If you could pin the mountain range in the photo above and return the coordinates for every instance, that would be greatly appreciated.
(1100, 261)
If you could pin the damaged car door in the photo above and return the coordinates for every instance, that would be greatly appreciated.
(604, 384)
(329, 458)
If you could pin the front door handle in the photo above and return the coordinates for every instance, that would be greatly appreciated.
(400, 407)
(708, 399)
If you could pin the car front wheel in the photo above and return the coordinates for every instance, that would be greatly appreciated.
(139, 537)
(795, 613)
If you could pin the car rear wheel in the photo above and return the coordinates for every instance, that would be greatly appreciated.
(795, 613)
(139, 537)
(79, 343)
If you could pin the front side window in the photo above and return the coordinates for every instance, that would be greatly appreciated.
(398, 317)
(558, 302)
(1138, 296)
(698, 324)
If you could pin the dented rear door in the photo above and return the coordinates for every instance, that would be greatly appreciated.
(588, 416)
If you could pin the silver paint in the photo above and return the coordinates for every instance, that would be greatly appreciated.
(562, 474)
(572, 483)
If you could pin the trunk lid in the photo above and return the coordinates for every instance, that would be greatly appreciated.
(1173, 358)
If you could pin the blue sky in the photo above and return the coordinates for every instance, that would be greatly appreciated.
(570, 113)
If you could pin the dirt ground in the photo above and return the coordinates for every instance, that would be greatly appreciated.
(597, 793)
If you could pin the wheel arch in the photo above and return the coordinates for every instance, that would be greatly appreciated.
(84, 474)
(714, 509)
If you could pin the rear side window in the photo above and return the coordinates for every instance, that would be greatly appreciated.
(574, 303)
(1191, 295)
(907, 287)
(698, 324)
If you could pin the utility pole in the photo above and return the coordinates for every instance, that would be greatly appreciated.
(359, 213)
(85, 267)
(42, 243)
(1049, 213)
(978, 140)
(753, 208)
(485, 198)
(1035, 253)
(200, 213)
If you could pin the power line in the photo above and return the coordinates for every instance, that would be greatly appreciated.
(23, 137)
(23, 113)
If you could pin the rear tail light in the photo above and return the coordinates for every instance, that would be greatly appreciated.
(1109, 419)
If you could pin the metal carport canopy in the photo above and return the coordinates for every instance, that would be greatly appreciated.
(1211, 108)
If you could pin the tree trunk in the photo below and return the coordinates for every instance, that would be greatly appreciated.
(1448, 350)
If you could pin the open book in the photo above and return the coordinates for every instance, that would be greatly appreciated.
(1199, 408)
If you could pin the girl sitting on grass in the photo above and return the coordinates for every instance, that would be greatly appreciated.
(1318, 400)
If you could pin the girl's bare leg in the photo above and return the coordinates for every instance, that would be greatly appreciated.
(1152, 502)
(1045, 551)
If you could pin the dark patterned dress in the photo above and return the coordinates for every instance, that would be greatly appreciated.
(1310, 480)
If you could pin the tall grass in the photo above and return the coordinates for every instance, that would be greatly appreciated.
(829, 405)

→ WHAT NEEDS TO BE DONE
Each entry shown above should be transcribed exactly as written.

→ RESULT OF THIS TASK
If you could pin the mountain range in the photo above and return the coordinates for every instance, that would be greatly appreciated.
(1100, 261)
If you could pin the damaged car door in the photo above and return the coordinates for every instance, that would be greatly appreciated.
(604, 384)
(329, 458)
If you could pin the front door handle in the photo above and return the coordinates for every instance, that would be greatly appreciated.
(400, 407)
(708, 399)
If you could pin the car front wheel in the photo above and return the coordinates for every instance, that would be greatly appreciated.
(139, 537)
(795, 613)
If you could pin the car rear wheel in the photo above and return the coordinates for every instance, that would be greatly appreciated.
(795, 613)
(139, 537)
(79, 343)
If you could pin the front side window in the photo above and return the coordinates for every instance, that would be greatly appreciated.
(398, 317)
(558, 302)
(1138, 296)
(698, 324)
If you could pin the dented rear door in the photo above and return the coordinates for every instance, that would be greatly appreciated.
(588, 416)
If you could pin the silver paint in the photo above and return the coordinates for every instance, that would be greatly appreciated.
(562, 474)
(572, 483)
If you could pin the trunk lid in the photo above and return the coordinates for every instance, that would be greatly appreciated.
(1173, 358)
If you could pin the blue sky in the photo above and return the coordinates for every instance, that would be greatly appreciated.
(570, 113)
If you could pin the dirt ground in the photo above and return the coordinates for every instance, that would be greatly appreciated.
(597, 793)
If you could pin the wheel arch in the photo above and return the coordinates for every instance, that would be greatly appreciated.
(84, 474)
(714, 509)
If you could pin the rear side window in the photo above and return the coordinates for every instance, that would be greatly appreciated.
(574, 303)
(1191, 295)
(907, 287)
(698, 324)
If you could pin the utility pole in the photo above and return the coordinates for every instance, that would be greatly appreciated.
(359, 213)
(85, 267)
(42, 243)
(1049, 213)
(978, 140)
(753, 208)
(485, 198)
(1035, 253)
(200, 213)
If you could pin the power line in the photo above and return the coordinates for every instance, that would be greatly appreciated.
(23, 137)
(23, 113)
If you could pin the rear tail light in the photo above and return the coordinates for every instance, that would be greatly appreciated.
(1109, 419)
If you could pin the metal carport canopy in the photo above and return the coordinates for every instance, that would be greatly appreciated.
(1211, 108)
If you could pin the tree trunk in the photo below and return the coordinates for every instance, that would be greatly appreciated.
(1448, 350)
If you could pin the open book in the photo above and return the coordinates for every instance, that would be greatly appreciated.
(1199, 408)
If you could pin the girl sitting on grass in the photo above and return the coordinates for every instance, that would be greatly appreciated.
(1318, 400)
If you could pin the girl's bare leg in the photo above and return the coordinates for every instance, that would be greatly appreciated.
(1152, 502)
(1045, 551)
If you could pin the dark patterned dress in the photo above and return the coordinates for every instance, that would be greatly appreciated.
(1310, 480)
If you could pin the tall grass in the photo above and return the coordinates for every instance, that would be greatly appreciated.
(829, 405)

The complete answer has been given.